··· INFORMATION PROVIDED ···

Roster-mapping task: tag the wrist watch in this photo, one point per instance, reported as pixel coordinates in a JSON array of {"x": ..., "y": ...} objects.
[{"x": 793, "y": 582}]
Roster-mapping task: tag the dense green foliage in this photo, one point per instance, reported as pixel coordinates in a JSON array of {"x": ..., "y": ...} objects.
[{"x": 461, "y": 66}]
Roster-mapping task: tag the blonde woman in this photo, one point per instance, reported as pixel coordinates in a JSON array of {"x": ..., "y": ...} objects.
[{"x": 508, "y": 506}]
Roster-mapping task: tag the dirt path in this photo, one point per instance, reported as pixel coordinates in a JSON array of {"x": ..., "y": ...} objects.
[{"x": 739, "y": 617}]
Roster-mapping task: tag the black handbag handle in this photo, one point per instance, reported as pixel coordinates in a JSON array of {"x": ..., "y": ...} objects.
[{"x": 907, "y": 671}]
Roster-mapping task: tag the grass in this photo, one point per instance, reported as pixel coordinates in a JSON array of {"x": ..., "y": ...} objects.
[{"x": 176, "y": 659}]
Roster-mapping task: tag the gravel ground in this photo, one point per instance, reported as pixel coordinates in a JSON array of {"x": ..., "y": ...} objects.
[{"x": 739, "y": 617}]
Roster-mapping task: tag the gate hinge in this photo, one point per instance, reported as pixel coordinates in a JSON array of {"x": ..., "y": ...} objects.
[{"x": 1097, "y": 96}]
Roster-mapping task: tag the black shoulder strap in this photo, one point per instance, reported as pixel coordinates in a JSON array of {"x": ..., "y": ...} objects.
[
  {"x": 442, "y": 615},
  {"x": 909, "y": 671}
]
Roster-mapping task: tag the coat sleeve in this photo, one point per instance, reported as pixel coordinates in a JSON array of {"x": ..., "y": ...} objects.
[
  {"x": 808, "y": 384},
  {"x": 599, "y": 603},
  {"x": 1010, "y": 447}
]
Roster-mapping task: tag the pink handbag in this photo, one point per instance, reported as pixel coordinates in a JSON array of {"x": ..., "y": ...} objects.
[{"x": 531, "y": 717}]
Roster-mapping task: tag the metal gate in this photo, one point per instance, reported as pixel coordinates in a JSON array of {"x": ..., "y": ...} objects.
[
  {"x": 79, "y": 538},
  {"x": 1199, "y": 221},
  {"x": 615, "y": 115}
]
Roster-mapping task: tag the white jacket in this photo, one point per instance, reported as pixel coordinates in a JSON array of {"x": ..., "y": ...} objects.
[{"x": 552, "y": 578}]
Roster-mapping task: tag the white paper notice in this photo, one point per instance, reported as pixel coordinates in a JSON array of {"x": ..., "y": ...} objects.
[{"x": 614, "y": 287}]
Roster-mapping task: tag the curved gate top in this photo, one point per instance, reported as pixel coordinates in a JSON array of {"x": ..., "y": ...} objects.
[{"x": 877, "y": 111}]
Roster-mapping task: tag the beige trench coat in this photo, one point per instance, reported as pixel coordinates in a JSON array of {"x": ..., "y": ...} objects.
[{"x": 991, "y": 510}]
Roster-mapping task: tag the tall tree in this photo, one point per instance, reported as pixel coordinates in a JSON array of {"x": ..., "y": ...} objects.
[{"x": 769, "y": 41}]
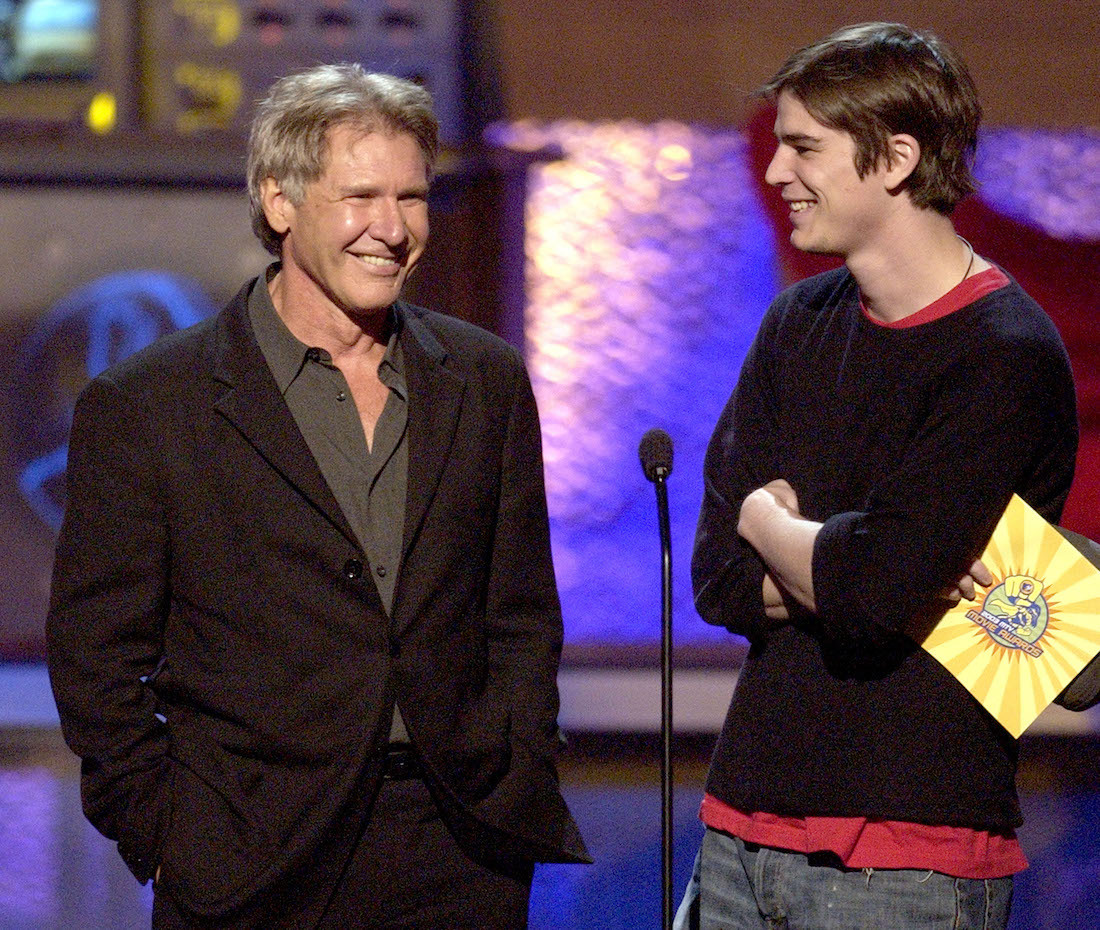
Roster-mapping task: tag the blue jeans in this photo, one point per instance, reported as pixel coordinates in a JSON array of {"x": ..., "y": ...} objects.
[{"x": 741, "y": 886}]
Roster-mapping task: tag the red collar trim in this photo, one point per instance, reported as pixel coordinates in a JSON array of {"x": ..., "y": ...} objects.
[{"x": 959, "y": 296}]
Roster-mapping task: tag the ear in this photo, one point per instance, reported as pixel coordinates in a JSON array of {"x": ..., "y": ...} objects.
[
  {"x": 277, "y": 206},
  {"x": 903, "y": 154}
]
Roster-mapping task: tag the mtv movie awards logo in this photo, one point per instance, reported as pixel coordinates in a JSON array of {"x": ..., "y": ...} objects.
[
  {"x": 1014, "y": 614},
  {"x": 88, "y": 330}
]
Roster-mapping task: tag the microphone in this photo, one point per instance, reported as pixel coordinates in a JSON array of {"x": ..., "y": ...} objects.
[{"x": 656, "y": 453}]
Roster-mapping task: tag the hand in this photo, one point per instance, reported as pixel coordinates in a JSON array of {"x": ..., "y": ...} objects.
[
  {"x": 776, "y": 499},
  {"x": 774, "y": 606},
  {"x": 783, "y": 493},
  {"x": 965, "y": 587}
]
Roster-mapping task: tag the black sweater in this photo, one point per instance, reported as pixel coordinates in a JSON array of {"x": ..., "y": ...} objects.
[{"x": 906, "y": 444}]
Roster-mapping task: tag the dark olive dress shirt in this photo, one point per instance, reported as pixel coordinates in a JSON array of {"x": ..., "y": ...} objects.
[{"x": 367, "y": 482}]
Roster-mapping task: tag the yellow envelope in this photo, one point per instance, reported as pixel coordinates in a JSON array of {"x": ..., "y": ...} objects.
[{"x": 1022, "y": 639}]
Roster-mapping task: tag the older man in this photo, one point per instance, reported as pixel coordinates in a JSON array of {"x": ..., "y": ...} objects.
[{"x": 304, "y": 631}]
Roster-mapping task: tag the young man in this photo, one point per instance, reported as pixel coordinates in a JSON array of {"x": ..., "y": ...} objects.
[
  {"x": 883, "y": 417},
  {"x": 304, "y": 630}
]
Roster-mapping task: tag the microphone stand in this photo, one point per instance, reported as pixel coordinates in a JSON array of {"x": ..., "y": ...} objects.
[
  {"x": 662, "y": 518},
  {"x": 656, "y": 455}
]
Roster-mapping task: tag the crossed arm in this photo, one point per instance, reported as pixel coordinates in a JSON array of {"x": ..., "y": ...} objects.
[{"x": 771, "y": 523}]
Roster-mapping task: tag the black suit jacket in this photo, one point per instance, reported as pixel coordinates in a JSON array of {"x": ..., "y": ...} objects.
[{"x": 219, "y": 654}]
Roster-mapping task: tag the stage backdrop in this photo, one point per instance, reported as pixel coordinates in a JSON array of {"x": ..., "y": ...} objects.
[{"x": 651, "y": 252}]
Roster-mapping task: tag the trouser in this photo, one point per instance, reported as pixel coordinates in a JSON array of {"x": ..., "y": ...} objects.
[{"x": 743, "y": 886}]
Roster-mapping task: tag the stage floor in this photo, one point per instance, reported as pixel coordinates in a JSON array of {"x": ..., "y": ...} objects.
[{"x": 56, "y": 873}]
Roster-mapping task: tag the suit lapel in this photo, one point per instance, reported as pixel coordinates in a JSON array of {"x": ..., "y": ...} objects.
[
  {"x": 251, "y": 402},
  {"x": 436, "y": 394}
]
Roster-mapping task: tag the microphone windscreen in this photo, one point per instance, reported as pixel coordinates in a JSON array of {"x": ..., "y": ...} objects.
[{"x": 656, "y": 453}]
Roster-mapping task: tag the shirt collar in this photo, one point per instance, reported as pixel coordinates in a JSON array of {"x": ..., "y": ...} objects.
[{"x": 286, "y": 354}]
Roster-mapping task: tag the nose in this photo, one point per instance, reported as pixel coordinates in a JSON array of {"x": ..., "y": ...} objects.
[
  {"x": 387, "y": 225},
  {"x": 779, "y": 168}
]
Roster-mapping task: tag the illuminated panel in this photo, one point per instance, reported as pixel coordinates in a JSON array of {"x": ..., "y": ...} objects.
[
  {"x": 87, "y": 331},
  {"x": 1048, "y": 179},
  {"x": 207, "y": 62},
  {"x": 649, "y": 265}
]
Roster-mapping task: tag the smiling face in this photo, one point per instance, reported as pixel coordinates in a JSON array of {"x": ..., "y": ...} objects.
[
  {"x": 361, "y": 227},
  {"x": 833, "y": 209}
]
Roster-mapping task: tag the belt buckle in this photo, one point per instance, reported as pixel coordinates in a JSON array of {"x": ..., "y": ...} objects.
[{"x": 400, "y": 764}]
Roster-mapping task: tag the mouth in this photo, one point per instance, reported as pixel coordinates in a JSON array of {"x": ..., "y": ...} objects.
[{"x": 389, "y": 263}]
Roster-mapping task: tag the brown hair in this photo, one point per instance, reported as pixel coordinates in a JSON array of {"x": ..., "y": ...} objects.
[
  {"x": 290, "y": 128},
  {"x": 876, "y": 79}
]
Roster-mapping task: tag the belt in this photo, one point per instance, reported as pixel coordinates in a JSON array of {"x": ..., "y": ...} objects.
[{"x": 400, "y": 763}]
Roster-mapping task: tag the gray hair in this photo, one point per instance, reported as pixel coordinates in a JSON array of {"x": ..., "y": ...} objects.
[{"x": 290, "y": 128}]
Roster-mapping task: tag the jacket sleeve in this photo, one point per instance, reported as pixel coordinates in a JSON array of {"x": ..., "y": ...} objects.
[
  {"x": 727, "y": 575},
  {"x": 525, "y": 637},
  {"x": 105, "y": 625}
]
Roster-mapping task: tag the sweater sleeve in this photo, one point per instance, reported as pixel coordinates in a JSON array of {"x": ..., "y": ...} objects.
[
  {"x": 727, "y": 575},
  {"x": 1001, "y": 422}
]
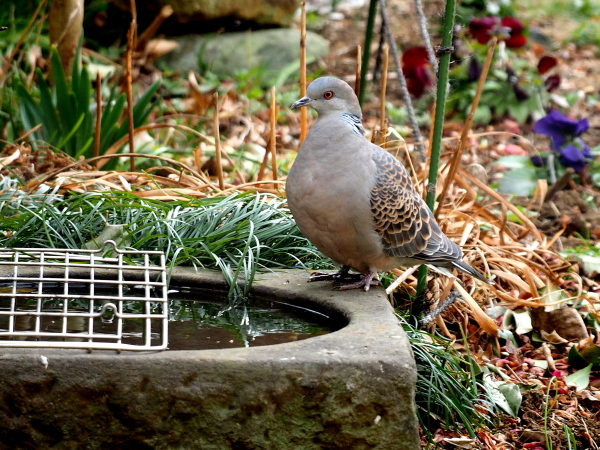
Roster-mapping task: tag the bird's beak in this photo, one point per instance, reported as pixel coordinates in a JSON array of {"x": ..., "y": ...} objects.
[{"x": 302, "y": 102}]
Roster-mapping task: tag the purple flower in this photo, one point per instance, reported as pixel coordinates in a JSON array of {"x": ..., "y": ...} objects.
[{"x": 564, "y": 139}]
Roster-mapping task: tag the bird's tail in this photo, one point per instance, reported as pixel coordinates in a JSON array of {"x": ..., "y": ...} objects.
[{"x": 464, "y": 267}]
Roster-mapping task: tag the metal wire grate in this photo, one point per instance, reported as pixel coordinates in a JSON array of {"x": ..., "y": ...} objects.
[{"x": 89, "y": 299}]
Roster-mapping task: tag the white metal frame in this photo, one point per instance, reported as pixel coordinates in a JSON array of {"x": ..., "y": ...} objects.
[{"x": 46, "y": 288}]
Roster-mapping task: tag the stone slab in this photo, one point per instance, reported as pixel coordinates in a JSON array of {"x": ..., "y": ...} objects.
[{"x": 353, "y": 388}]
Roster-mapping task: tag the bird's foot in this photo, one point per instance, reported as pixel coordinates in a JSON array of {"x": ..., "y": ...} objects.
[
  {"x": 341, "y": 274},
  {"x": 366, "y": 282}
]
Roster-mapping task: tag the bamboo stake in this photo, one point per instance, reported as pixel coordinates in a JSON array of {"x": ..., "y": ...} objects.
[
  {"x": 263, "y": 166},
  {"x": 272, "y": 142},
  {"x": 412, "y": 118},
  {"x": 438, "y": 125},
  {"x": 462, "y": 143},
  {"x": 217, "y": 136},
  {"x": 129, "y": 92},
  {"x": 367, "y": 49},
  {"x": 198, "y": 157},
  {"x": 303, "y": 111},
  {"x": 357, "y": 78},
  {"x": 384, "y": 69},
  {"x": 98, "y": 117}
]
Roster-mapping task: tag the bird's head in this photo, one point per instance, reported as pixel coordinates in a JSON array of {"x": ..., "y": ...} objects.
[{"x": 328, "y": 94}]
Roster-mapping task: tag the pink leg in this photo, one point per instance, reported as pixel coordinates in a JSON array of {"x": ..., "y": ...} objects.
[{"x": 365, "y": 282}]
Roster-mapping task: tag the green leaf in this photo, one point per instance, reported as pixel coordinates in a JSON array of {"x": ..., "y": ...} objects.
[
  {"x": 519, "y": 111},
  {"x": 483, "y": 115},
  {"x": 64, "y": 105},
  {"x": 575, "y": 359},
  {"x": 580, "y": 379},
  {"x": 522, "y": 181},
  {"x": 514, "y": 162}
]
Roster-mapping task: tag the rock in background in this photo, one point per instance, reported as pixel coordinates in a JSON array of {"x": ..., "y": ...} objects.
[
  {"x": 275, "y": 52},
  {"x": 262, "y": 12}
]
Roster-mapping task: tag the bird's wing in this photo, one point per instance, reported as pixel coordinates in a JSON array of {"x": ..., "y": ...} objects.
[{"x": 402, "y": 219}]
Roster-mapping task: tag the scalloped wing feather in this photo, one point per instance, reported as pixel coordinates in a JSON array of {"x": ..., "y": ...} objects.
[{"x": 402, "y": 219}]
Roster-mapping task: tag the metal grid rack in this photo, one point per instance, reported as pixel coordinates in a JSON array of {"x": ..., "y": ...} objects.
[{"x": 90, "y": 299}]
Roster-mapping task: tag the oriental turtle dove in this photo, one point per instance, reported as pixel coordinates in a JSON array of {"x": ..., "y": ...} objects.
[{"x": 356, "y": 202}]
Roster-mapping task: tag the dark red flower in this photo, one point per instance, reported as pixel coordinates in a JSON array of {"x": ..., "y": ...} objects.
[
  {"x": 552, "y": 82},
  {"x": 546, "y": 63},
  {"x": 415, "y": 62},
  {"x": 507, "y": 29}
]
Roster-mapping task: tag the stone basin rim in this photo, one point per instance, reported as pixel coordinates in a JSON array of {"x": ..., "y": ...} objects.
[{"x": 371, "y": 331}]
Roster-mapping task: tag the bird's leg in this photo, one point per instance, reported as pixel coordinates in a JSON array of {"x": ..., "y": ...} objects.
[
  {"x": 320, "y": 276},
  {"x": 365, "y": 283}
]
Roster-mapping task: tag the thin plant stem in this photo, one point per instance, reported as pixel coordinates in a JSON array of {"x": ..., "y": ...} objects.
[
  {"x": 150, "y": 32},
  {"x": 15, "y": 49},
  {"x": 438, "y": 125},
  {"x": 303, "y": 112},
  {"x": 403, "y": 86},
  {"x": 98, "y": 116},
  {"x": 384, "y": 69},
  {"x": 462, "y": 143},
  {"x": 273, "y": 125},
  {"x": 129, "y": 91},
  {"x": 367, "y": 50},
  {"x": 358, "y": 75},
  {"x": 217, "y": 137},
  {"x": 425, "y": 35}
]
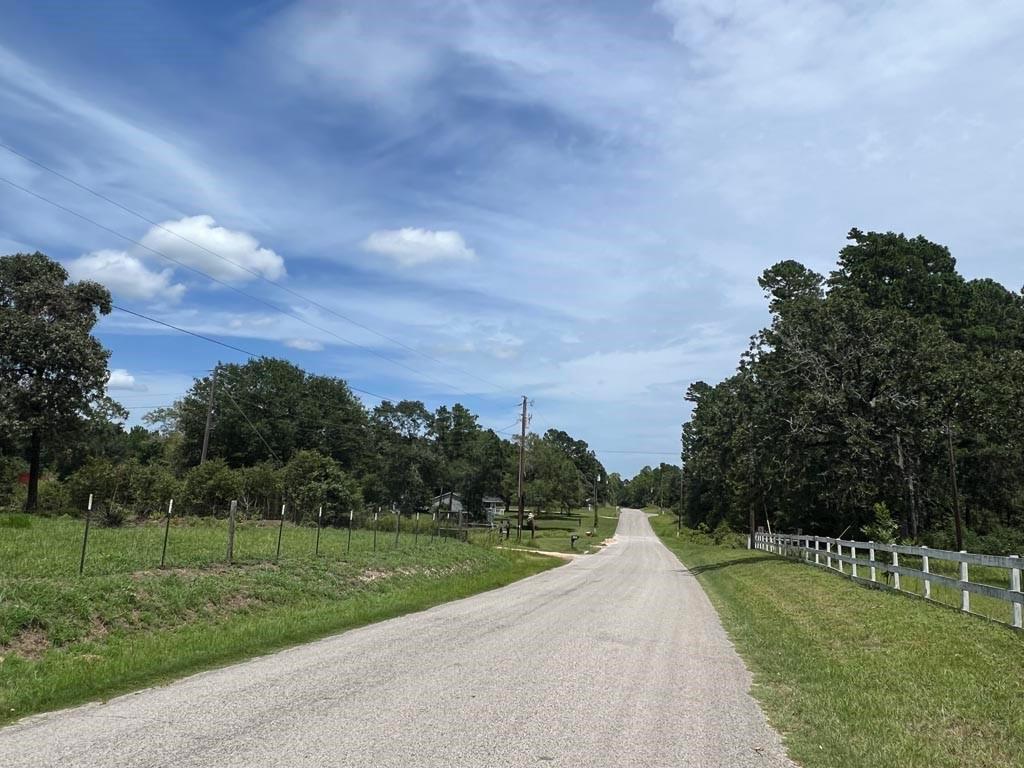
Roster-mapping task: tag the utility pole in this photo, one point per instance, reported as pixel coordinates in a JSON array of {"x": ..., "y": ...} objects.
[
  {"x": 952, "y": 477},
  {"x": 522, "y": 450},
  {"x": 209, "y": 417},
  {"x": 679, "y": 520}
]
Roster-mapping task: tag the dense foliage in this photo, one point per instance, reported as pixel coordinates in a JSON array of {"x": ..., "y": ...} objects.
[
  {"x": 871, "y": 390},
  {"x": 52, "y": 371}
]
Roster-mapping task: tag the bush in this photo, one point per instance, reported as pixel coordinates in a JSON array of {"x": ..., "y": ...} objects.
[{"x": 211, "y": 485}]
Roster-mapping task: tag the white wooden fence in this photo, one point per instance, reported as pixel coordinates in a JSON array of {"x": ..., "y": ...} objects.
[{"x": 837, "y": 554}]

···

### BRIEF
Beginning with the line that holds "Roster-mapping task: tag the oriental" and ending with the last line of the material above, extract every line exactly, pictures excluded.

### TASK SOLUTION
Roster-mapping task: tag the oriental turtle dove in this photo, one point per instance, reported as pixel coordinates in a JSON array of {"x": ..., "y": ...} objects.
[{"x": 356, "y": 202}]
Roster-mapping task: tag the dark red flower in this photo, one point per instance, reported as pixel coordinates in a JSON array of {"x": ..., "y": ...} objects.
[
  {"x": 552, "y": 82},
  {"x": 546, "y": 63},
  {"x": 415, "y": 62},
  {"x": 507, "y": 29}
]
Roster-mapping task: tag the stone basin rim in this photo, one point per instance, reported as pixel coordinates in a JSON array of {"x": ..., "y": ...} objects.
[{"x": 371, "y": 331}]
Roster-mapping task: tag the bird's leg in this photo, one point per instance, reported as pixel coordinates in a JSON array of {"x": ..., "y": ...} objects.
[
  {"x": 320, "y": 276},
  {"x": 365, "y": 283}
]
Roster-mapping task: tag the thin plant stem in this photo, one point per instance, reported as pixel coordinates in a JSON array of {"x": ..., "y": ...} objects.
[
  {"x": 150, "y": 32},
  {"x": 15, "y": 49},
  {"x": 438, "y": 125},
  {"x": 303, "y": 112},
  {"x": 403, "y": 86},
  {"x": 98, "y": 116},
  {"x": 384, "y": 69},
  {"x": 462, "y": 143},
  {"x": 273, "y": 125},
  {"x": 129, "y": 91},
  {"x": 367, "y": 50},
  {"x": 358, "y": 75},
  {"x": 217, "y": 137},
  {"x": 425, "y": 35}
]
Roster-mapping task: tag the utility pole in this photo, one point per instance, reported as pixel coordinates in a JSON array of {"x": ..., "y": ...} objects.
[
  {"x": 952, "y": 477},
  {"x": 522, "y": 450},
  {"x": 209, "y": 417},
  {"x": 679, "y": 520}
]
Roster-mapping task: tag the dense foliage in this photo, one point per instance, reported as pixel coordinates in a JSON array of {"x": ..., "y": ...} objects.
[
  {"x": 871, "y": 390},
  {"x": 52, "y": 371}
]
Roster-mapping task: tag the bush in this photo, one point per instance, reported as pixel coordinates in a JSON array of {"x": ..., "y": ...} objects.
[{"x": 211, "y": 485}]
Roster-mapping task: tag the white wooden fence in this photo, one point per instance, reported as pixel coordinates in a JSON array of {"x": ..., "y": ...} objects.
[{"x": 837, "y": 554}]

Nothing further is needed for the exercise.